Please output the listing below line for line, with every word and character unchanged.
┄┄┄┄┄┄
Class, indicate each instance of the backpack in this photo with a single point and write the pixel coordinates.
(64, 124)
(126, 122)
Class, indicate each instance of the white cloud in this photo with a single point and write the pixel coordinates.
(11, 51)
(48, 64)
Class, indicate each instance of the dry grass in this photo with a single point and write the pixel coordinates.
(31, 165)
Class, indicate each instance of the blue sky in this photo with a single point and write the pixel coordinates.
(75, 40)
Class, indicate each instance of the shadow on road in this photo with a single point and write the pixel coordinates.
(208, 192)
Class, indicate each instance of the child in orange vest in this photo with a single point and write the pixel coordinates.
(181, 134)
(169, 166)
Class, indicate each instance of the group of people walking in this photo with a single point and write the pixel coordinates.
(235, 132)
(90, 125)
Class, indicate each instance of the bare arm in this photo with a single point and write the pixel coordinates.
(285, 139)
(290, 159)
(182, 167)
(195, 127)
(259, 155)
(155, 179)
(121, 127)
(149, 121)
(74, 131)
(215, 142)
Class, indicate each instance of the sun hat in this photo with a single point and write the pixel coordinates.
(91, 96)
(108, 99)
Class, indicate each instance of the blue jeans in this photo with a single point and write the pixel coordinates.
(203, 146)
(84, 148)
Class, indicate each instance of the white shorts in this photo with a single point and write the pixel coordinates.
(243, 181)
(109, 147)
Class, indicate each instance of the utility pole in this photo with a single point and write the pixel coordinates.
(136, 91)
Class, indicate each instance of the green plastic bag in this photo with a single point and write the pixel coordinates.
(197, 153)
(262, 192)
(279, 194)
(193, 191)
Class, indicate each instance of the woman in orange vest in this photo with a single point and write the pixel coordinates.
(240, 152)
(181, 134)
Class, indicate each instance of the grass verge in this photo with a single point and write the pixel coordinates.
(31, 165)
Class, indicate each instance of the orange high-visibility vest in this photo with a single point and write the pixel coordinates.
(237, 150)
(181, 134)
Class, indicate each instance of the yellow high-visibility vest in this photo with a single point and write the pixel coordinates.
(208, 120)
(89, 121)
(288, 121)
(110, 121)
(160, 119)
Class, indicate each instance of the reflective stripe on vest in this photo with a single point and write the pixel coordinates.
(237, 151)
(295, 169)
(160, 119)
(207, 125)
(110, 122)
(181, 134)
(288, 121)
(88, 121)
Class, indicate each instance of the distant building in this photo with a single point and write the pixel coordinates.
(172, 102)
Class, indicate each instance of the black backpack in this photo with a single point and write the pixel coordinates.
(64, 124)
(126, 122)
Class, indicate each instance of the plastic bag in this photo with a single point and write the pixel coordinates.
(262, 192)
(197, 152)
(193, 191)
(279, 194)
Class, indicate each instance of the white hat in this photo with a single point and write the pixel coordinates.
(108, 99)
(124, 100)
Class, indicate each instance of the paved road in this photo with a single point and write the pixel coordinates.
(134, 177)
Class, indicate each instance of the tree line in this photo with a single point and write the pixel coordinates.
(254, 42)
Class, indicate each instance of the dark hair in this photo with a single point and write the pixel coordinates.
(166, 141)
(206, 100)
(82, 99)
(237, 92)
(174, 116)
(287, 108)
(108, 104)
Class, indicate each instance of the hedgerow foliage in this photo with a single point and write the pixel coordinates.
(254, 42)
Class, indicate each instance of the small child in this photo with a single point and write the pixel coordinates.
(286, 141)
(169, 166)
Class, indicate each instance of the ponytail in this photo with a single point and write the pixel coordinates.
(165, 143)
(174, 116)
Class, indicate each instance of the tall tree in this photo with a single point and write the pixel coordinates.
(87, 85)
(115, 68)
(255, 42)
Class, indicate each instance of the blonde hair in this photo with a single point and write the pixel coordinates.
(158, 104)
┄┄┄┄┄┄
# The completed task
Class, indicate each instance of the backpack in this photo with a single point and write the pixel coordinates.
(64, 124)
(126, 122)
Class, indicate each instance of the white cloud in this photo with a single point and write the pixel coordinates.
(11, 51)
(48, 64)
Class, indicate each instance of the dry grass in this photo with a single point and write the pixel coordinates.
(31, 165)
Class, indicate each instance of the blue sky in this photo with a single point and write the pixel coordinates.
(75, 40)
Class, indicate each instance of the shadow on road in this photo with a single point and write the pixel coordinates.
(208, 192)
Class, indicate each instance of the child in orange vest in this photo with a single point and write the pixel coordinates.
(181, 134)
(169, 166)
Class, indicate each instance of the group of people walking in this photo with a single point and write the pixel coordinates.
(235, 132)
(90, 125)
Class, indicate each instance of the bare arm in this photo with a single point and write the pixel coordinates.
(285, 139)
(290, 159)
(182, 167)
(195, 127)
(259, 155)
(155, 179)
(121, 127)
(149, 121)
(74, 131)
(215, 142)
Class, indicate each instance of the sun hat in this photo with a single point and write the pixel coordinates.
(91, 96)
(108, 99)
Class, indicate each instance of the blue jeans in this photo with a single point and write the pixel coordinates.
(203, 146)
(84, 148)
Class, indicate each instance of the white shorts in this photo with a single point and write the pixel coordinates.
(243, 181)
(109, 147)
Class, indicate each instance of the utility pole in this photo with a single point and write the pixel coordinates.
(136, 91)
Class, indicate each instance of the green plastic bag in this photo with a single point and write the pixel coordinates.
(197, 153)
(262, 192)
(279, 194)
(193, 191)
Class, indicate each instance of the woman in orange vest in this photo with a single point and write the pixel coordinates.
(240, 152)
(181, 134)
Class, indicate each instance of the grass verge in this photo with a single point and write the pixel coordinates.
(31, 165)
Class, indicate each instance of the orange high-visibility vest in this photo with a single point and write the pixel coordinates.
(237, 150)
(181, 134)
Class, indicate each instance of the yellow high-visibility vest in this photo with a single point and write the pixel coordinates.
(208, 120)
(89, 121)
(288, 121)
(110, 121)
(160, 119)
Class, indicate each instance of the reflective stripe on vest in this photo with a single point and write the pixel coordinates.
(237, 151)
(295, 169)
(160, 119)
(207, 125)
(110, 122)
(181, 134)
(288, 121)
(88, 121)
Class, indicate each instance of the distant building in this photo with a single point and write the pixel coordinates.
(172, 102)
Class, indicate each instance of the black backpack in this photo with a single point and write the pixel coordinates.
(64, 124)
(126, 122)
Class, indicate each instance of the plastic bag in this photo with a single point and write the pixel coordinates.
(262, 192)
(197, 152)
(193, 191)
(279, 194)
Class, indicate each instance of the white hat in this photo with a single point and write the pixel coordinates.
(108, 99)
(124, 100)
Class, indicate each instance of the paved road in this photo with a single point and write the pixel coordinates.
(134, 177)
Class, indicate each instance of the tree line in this photo with a single point and write the pixel coordinates.
(254, 42)
Class, indicate each instance of the dark hair in this photo with a single point and write the pixel coordinates.
(166, 141)
(206, 100)
(82, 99)
(237, 92)
(174, 116)
(287, 108)
(108, 104)
Class, indicate each instance of the hedgerow foliage in this photo with a single point and write the pixel coordinates.
(254, 42)
Class, indicate each instance of the small child in this photo with a single point and write the pixel coordinates.
(286, 141)
(169, 166)
Class, indicate each instance of the ponytail in this photo with a single point and write the pixel coordinates.
(165, 143)
(174, 116)
Class, indicate each instance of the tall tree in this photo with a single point and write the pixel coordinates.
(87, 85)
(115, 68)
(255, 42)
Class, indicate each instance of the blonde hair in this photo with a single point and write the pixel coordinates.
(158, 104)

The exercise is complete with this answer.